| TASK OBJECTIVE |
Among the entries below, which lines include the string "hand"? Show each one.

| INFORMATION SUPPLIED |
<<<<
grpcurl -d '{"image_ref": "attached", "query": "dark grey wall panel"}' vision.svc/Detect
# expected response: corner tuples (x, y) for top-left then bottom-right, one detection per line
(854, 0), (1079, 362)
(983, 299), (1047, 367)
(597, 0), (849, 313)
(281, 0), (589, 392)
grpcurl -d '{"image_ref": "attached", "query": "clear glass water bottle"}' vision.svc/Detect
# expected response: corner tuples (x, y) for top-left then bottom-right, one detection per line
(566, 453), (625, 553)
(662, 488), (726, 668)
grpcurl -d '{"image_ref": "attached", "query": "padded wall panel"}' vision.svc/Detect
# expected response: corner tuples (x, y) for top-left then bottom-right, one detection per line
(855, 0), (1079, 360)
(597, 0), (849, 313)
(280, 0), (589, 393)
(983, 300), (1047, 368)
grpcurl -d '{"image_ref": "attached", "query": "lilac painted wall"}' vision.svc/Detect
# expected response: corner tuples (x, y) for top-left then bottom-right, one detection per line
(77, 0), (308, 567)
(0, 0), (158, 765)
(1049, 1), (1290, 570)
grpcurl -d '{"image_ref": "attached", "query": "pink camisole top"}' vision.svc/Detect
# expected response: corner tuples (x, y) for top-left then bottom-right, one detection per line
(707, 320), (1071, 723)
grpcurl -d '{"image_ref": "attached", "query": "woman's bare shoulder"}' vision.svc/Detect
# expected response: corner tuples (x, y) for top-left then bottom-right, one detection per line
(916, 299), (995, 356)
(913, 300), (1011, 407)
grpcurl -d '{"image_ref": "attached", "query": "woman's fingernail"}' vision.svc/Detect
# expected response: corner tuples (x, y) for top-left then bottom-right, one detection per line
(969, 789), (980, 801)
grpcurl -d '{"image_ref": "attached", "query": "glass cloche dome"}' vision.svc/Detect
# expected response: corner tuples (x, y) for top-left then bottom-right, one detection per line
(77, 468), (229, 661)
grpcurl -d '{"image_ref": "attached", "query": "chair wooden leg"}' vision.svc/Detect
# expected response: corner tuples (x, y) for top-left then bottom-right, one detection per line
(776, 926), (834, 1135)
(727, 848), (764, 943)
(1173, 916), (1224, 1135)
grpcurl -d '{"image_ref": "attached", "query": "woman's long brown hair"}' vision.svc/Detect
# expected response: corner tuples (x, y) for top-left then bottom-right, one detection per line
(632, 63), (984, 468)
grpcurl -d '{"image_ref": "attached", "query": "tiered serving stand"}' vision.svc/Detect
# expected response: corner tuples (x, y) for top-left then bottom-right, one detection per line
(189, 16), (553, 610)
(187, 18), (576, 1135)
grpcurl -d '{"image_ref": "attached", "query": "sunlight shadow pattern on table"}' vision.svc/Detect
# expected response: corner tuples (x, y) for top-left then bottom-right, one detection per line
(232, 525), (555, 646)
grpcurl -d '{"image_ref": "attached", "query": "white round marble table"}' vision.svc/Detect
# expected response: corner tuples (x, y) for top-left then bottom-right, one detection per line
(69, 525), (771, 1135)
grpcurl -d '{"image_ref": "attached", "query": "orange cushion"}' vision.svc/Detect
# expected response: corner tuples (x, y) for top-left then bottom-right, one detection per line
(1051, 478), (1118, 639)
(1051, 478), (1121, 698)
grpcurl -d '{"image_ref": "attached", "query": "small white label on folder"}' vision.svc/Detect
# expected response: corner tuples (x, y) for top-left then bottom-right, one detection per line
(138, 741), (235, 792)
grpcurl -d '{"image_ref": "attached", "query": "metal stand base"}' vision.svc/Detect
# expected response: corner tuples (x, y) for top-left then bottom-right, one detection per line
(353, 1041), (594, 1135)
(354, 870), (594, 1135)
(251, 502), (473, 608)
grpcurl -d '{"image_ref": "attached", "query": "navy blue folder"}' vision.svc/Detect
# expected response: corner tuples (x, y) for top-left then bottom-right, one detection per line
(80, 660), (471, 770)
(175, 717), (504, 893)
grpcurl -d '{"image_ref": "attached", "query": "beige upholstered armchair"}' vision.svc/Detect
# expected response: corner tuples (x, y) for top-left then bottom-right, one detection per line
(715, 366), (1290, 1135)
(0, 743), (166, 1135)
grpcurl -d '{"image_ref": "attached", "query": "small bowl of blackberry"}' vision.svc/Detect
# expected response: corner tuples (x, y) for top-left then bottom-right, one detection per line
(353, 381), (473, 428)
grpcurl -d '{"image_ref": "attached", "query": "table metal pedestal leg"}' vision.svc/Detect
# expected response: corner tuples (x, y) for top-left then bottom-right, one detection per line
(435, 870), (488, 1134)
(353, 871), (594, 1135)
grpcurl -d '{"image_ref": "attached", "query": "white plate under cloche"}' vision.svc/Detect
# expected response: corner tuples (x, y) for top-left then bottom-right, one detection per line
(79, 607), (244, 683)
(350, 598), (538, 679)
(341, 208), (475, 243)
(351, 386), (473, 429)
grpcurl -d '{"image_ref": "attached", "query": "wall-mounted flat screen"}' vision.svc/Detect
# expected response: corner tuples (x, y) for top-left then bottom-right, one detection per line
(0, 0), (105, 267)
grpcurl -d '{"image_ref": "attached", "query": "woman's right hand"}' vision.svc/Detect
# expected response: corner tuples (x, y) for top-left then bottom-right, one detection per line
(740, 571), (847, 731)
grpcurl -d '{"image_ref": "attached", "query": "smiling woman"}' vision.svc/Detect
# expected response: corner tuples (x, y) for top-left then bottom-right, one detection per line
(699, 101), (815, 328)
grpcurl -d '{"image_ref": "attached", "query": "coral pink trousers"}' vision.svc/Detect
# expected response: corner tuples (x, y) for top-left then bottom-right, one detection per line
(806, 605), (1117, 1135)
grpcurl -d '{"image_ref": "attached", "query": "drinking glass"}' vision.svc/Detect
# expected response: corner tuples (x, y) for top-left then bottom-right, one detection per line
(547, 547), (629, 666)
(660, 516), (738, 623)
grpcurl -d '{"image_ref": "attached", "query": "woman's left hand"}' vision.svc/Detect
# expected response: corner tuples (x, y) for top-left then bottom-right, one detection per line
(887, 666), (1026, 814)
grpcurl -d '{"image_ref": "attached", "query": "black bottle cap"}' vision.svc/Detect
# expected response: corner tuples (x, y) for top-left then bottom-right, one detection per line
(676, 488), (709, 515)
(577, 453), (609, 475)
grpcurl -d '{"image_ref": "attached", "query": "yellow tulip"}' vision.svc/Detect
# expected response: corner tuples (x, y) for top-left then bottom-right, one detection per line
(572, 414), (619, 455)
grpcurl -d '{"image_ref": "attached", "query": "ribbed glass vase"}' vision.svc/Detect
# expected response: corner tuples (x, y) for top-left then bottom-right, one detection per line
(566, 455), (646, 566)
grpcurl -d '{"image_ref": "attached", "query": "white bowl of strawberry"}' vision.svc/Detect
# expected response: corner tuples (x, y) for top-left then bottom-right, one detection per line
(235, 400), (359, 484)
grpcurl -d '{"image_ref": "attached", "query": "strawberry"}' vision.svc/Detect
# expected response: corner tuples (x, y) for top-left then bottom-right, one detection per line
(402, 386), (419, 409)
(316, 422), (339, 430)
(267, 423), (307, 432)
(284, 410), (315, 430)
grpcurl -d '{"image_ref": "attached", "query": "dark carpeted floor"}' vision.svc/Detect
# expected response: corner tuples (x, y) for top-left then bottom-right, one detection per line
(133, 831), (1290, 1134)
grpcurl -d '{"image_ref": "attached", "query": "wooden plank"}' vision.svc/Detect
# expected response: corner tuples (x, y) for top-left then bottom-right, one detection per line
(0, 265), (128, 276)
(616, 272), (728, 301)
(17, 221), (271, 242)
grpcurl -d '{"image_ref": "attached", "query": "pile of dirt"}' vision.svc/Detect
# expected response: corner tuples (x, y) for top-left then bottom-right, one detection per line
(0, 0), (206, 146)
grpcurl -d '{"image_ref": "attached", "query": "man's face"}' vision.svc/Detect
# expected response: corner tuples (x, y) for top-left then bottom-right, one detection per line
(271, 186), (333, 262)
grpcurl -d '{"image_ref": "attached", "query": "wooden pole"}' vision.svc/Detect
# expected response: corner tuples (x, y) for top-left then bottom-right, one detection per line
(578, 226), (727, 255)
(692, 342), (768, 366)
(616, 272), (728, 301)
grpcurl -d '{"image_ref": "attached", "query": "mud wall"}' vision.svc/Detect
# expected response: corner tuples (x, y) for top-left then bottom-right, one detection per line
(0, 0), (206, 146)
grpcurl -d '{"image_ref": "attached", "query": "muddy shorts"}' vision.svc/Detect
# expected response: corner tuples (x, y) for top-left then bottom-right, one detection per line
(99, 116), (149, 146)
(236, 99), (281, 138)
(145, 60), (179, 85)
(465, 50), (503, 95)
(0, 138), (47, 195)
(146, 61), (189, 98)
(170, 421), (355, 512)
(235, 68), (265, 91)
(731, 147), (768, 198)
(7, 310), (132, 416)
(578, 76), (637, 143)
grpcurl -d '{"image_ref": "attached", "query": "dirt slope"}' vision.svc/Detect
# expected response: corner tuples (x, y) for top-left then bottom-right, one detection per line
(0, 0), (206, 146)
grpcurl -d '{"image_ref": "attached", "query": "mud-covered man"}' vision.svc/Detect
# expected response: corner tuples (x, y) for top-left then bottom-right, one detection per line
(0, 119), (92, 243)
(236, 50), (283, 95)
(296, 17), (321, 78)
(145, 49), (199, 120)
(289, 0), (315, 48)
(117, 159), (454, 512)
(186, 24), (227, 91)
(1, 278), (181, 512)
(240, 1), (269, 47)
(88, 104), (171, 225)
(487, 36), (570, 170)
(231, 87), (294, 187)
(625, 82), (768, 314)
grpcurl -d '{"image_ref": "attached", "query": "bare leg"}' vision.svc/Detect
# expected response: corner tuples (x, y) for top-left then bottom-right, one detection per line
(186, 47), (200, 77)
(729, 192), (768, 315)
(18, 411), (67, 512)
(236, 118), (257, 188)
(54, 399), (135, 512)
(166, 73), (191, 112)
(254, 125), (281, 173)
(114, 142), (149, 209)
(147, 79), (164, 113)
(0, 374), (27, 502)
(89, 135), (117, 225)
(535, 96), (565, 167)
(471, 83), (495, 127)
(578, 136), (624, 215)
>>>>
| RESULT OF THIS TASK |
grpcurl -d '{"image_ref": "attached", "query": "woman's right hand"}' vision.svc/Detect
grpcurl -d '{"image_ref": "attached", "query": "woman's left hand"}' vision.svc/Detect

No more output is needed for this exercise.